— START OF PASSAGE TO READ —

After a recent practice at Little Caesars Arena, Filppula took some time to reflect on his first time with the Wings and his return to the team.
"I think the expectation was to try to make the team and play in the NHL. That was the main thing," Filppula said. "Coming up, young player, you just want to earn your spot on the team. Obviously my first year, '05-'06, I only played, I want to say, four games up and most of the time I was in Grand Rapids. Which was good, I think that helped me a lot, get a full 82-game season, get used to the travel, get to play a lot. Those four games I don't know if I played over seven minutes total. Obviously it was good to get used to everything and I think that was a big help for moving forward."
Filppula, 35, spent the first eight years of his career in Detroit, winning a Stanley Cup with the 2008 team and falling just short in Game 7 of the 2009 Stanley Cup Finals.
There were quite a few superstars on those Wings teams -- Nick Lidstrom, Chris Chelios, Dominik Hasek, Pavel Datsyuk, Henrik Zetterberg and Niklas Kronwall, to name a few -- but Filppula said he never felt intimidated.
"To be honest, it wasn't too bad just because everybody was so great," he said. "Even though we had big names, nobody acted like that so it was easy to come and be part of that team. Obviously you knew if you were going to make the team, you were going to get to play with good players, great players. So that made it kind of easier. When you play with good players, it's easier to play. Made that part easier but obviously at the same time, every day in the locker room, being a younger guy, you got to see how all these guys work, what they did and you couldn't ask for a better learning place.
"But then again, my first year we went to conference finals, then twice in the finals. Okay, well, this is nice, you get to do this every year and you have a chance to win every year. Obviously, you realize that's not the case."
After the 2012-13 season, Filppula moved on to the Tampa Bay Lightning, reuniting with general manager Steve Yzerman, who was ending his Wings playing career just as Filppula started his.
The Lightning traded Filppula to the Philadelphia Flyers in 2017 and he spent the rest of that season and the following season in the City of Brotherly Love.
Last year, Filppula joined the New York Islanders as a free agent, signing a one-year deal.
There is something to be said for staying with one team your entire career but Filppula appreciates that he had a chance to gain experience with other teams.
"I'm happy that I did that. You get to see different places, get to know different players, meet different people," he said. "I think it's been really cool to see. Obviously I think every room is pretty much the same, you have good guys, people who are alike, think alike. So that's been cool. I've been fortunate with all good organizations, too. Tampa was really good, quick visit both in Philly and Long Island, both great organizations. Had good teams. Philly didn't make the playoffs first year but second year made the playoffs. Obviously last year made the playoffs with Long Island.
"You learn a little bit, you get to see different players, you learn from different players, again, how that room works and how players do their thing. It's good, I like that. I like watching how other players do things and try and pick up some things you think can help you out."
After a really nice season in which he had 17 goals, 14 assists and was plus-19 in 72 games, Filppula could have gone back to the Islanders but decided to return to where it all began.

— END OF PASSAGE TO READ —

● AIM:
Quote the article about Filppula word for word between "After the 2012-13" and "Filppula started his.", inclusive. Rely only on the article about Filppula.

— START OF PROVIDED RECORDS —

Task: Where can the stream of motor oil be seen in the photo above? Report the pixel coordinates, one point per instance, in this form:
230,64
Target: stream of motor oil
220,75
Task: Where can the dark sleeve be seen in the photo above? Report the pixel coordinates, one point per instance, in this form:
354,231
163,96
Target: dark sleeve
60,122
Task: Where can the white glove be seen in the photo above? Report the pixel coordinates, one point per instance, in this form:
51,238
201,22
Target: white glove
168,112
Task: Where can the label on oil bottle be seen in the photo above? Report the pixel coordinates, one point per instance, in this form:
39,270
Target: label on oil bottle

— END OF PROVIDED RECORDS —

● TASK ANSWER:
After the 2012-13 season, Filppula moved on to the Tampa Bay Lightning, reuniting with general manager Steve Yzerman, who was ending his Wings playing career just as Filppula started his.